[Start Text excerpt]

There is a contemporary precedent for Sazeracs made with cane spirit: The 2014 book Death & Co.: Modern Classic Cocktails lists Joaquín Simó’s Creole Saz, featuring a split base of Cognac and Haitian rum, for example. The Two-in-One recipe’s exclusive reliance on rum and its fiery qualities, however, evoked several other heavily riffed-upon templates, in Pompa’s eyes. “It takes the spirituous, tart qualities of a Daiquiri, the spicy, savory qualities of a Margarita, and the herbal qualities of a Sazerac, and smashes them together in an oddly synchronized way,” he says.

To maximize and calibrate these disparate traits, Pompa developed a Creole-Rum Sazerac build for today’s palates. For the duo of rums, he paired up two aged products: El Dorado 3-Year from Guyana and Plantation Xaymaca Special Dry from Jamaica. “El Dorado is sweet and fruity, with notes of coconut and vanilla,” he explains. “The [Xaymaca] provides a slightly richer note, but it’s also much drier on the finish,” he says. Marrying the two was key to crafting a well-rounded base.

[End Text excerpt]

Prompt
Can you pick up the text on the Creole-Rum Sazerac where it stops and continue it? The lines that follow this text aren't needed.

[Start Provided data]

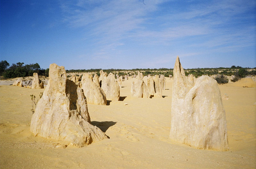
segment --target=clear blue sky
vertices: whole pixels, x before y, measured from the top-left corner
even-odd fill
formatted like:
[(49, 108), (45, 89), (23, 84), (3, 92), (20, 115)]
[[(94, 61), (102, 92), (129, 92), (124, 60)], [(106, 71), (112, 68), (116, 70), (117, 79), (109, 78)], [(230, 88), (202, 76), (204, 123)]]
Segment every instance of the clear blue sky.
[(66, 69), (256, 67), (256, 1), (0, 1), (0, 60)]

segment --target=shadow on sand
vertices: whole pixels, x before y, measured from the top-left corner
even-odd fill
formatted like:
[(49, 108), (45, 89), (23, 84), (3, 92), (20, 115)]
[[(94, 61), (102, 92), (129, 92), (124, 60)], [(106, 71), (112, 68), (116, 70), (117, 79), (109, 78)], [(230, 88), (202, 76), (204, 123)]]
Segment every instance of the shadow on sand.
[(97, 122), (93, 121), (91, 122), (91, 123), (96, 127), (99, 127), (103, 132), (106, 132), (106, 131), (110, 127), (113, 126), (116, 123), (116, 122)]
[(110, 105), (110, 102), (112, 102), (112, 100), (107, 100), (107, 106), (109, 106)]
[(124, 101), (124, 100), (125, 99), (127, 96), (120, 96), (119, 97), (119, 101)]

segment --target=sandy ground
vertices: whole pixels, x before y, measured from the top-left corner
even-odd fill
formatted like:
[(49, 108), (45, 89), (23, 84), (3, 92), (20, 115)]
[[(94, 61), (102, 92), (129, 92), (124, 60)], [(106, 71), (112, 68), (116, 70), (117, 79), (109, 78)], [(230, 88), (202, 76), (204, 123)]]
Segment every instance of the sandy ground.
[(163, 98), (131, 97), (130, 79), (122, 82), (121, 101), (88, 104), (92, 123), (110, 138), (81, 148), (56, 148), (57, 141), (30, 132), (29, 95), (38, 98), (44, 89), (0, 86), (1, 168), (255, 168), (256, 88), (219, 86), (228, 96), (229, 150), (198, 150), (169, 138), (172, 80), (166, 79)]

[End Provided data]

Solved problem
Pompa carried over the lemon, sugar and anise from the existing spec, but also saw an opportunity to pull his update a little closer to the OG Sazerac’s NOLA roots. Replacing the called-for Angostura bitters with Peychaud’s was an easy tweak. And as for the hot sauce, by far Dorn’s strangest move, Pompa went with Crystal, the revered Louisiana staple. “It’s the only hot sauce in my fridge,” he says. “It’s brighter than Tabasco, and has more depth of pepper flavor than Frank’s. It strikes that perfect balance.”

Even with the modern tuneup, does labeling this drink a “Sazerac” qualify as sacrilegious? Maybe, but Pompa isn’t overly worried about violating ancient cocktail dogma. “The Sazerac is a very serious drink,” he admits. But “flipping it, twisting it, and doing a total, all-out fuckup of the original … resulted in a very delicious cocktail I would be proud to serve to any guest.”